(Entries drawn from a collection)
--------------------

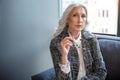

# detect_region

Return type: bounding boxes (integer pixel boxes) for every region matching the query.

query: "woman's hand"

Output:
[60,37,73,64]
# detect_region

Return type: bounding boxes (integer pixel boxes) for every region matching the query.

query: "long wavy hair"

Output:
[54,3,87,37]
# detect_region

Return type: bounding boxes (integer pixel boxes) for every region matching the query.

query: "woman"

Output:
[50,4,107,80]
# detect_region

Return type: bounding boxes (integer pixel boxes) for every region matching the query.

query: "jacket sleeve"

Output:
[82,36,107,80]
[50,39,71,80]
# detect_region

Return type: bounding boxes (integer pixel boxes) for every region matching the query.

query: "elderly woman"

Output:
[50,3,107,80]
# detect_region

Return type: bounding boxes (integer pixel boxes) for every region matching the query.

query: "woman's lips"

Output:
[76,25,82,27]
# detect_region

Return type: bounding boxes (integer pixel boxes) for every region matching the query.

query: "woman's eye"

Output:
[73,14,77,16]
[82,14,86,18]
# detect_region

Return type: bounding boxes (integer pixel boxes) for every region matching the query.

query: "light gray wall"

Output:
[0,0,59,80]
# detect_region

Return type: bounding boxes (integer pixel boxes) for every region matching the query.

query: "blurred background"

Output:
[0,0,59,80]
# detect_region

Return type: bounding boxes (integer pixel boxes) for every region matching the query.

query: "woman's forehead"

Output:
[70,6,86,14]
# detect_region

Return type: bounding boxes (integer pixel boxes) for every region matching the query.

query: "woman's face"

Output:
[67,7,87,32]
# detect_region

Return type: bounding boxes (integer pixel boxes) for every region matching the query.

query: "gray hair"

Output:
[54,3,87,37]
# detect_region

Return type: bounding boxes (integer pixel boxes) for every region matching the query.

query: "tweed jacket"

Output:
[50,28,107,80]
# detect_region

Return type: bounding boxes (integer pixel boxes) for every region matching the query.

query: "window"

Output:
[60,0,118,35]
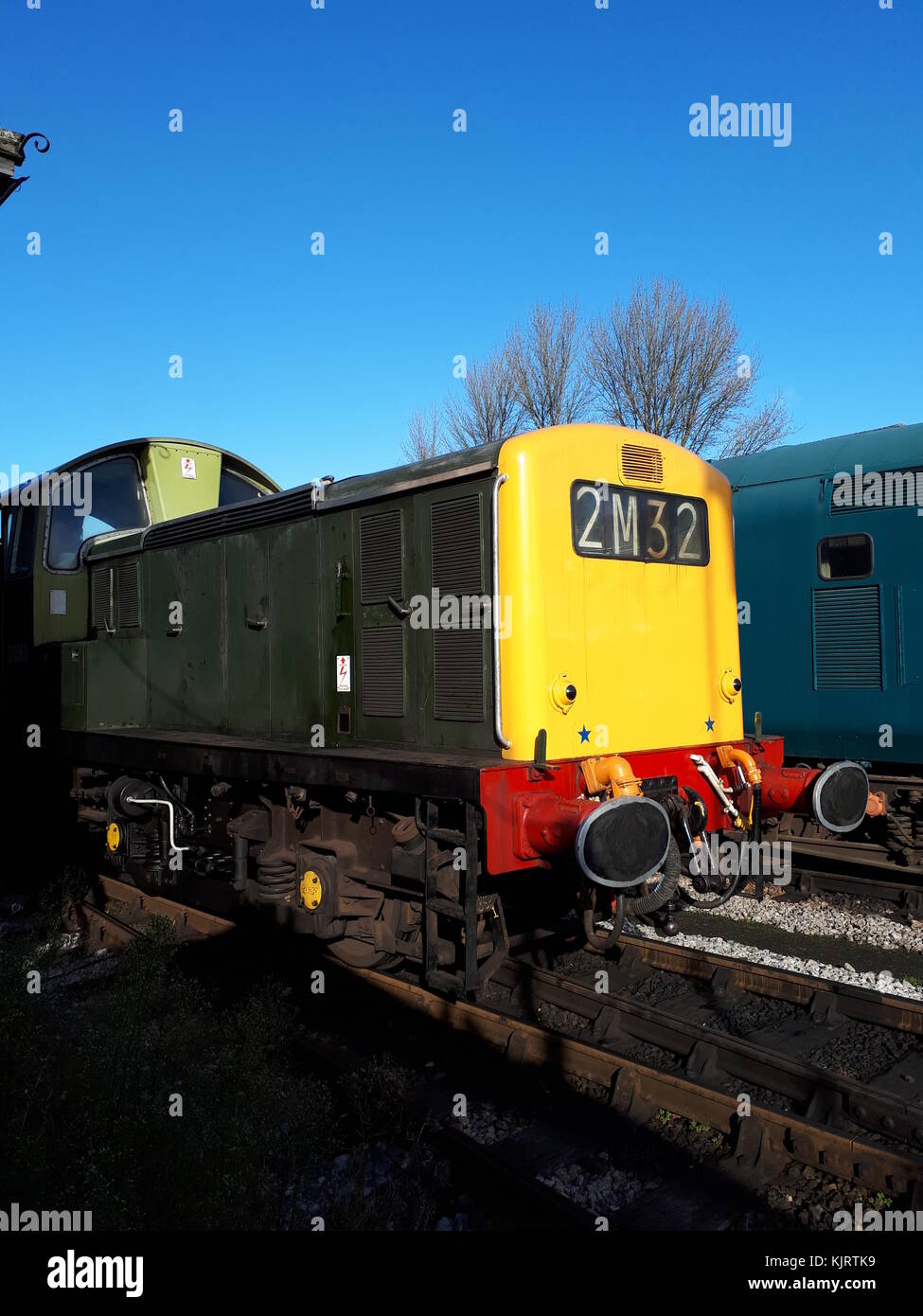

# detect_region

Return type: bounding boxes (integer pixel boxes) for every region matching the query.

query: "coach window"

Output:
[818,534,872,580]
[44,456,151,571]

--------------------

# [Problem statement]
Please recast the records as a two-column CSV with columns named input and output, one row per record, putting each in a single quoted field with line breaks turned into spaces. Begin at the start of the records, stop after the line that contains "[50,39,71,80]", and leave the pictures out.

# [Complete answer]
input,output
"# detect_region Return type: bounding boxes (integer pixel boxes) for every region matching the query. query: ""woman's hand"" Output:","[60,37,73,64]"
"# detect_region Return type: bounding boxes (integer pixel boxes) for every region matching the query. query: ""long wavy hair"" Output:","[54,3,87,37]"
"# detect_region Return type: bounding boxes (integer pixel boxes) for every region matching the query. query: ""woman"" Output:","[50,4,107,80]"
"# detect_region Return type: bounding boxes (integer pixel boxes) for every region matching the query. query: ""jacket sleeve"" Output:","[82,36,107,80] [50,39,71,80]"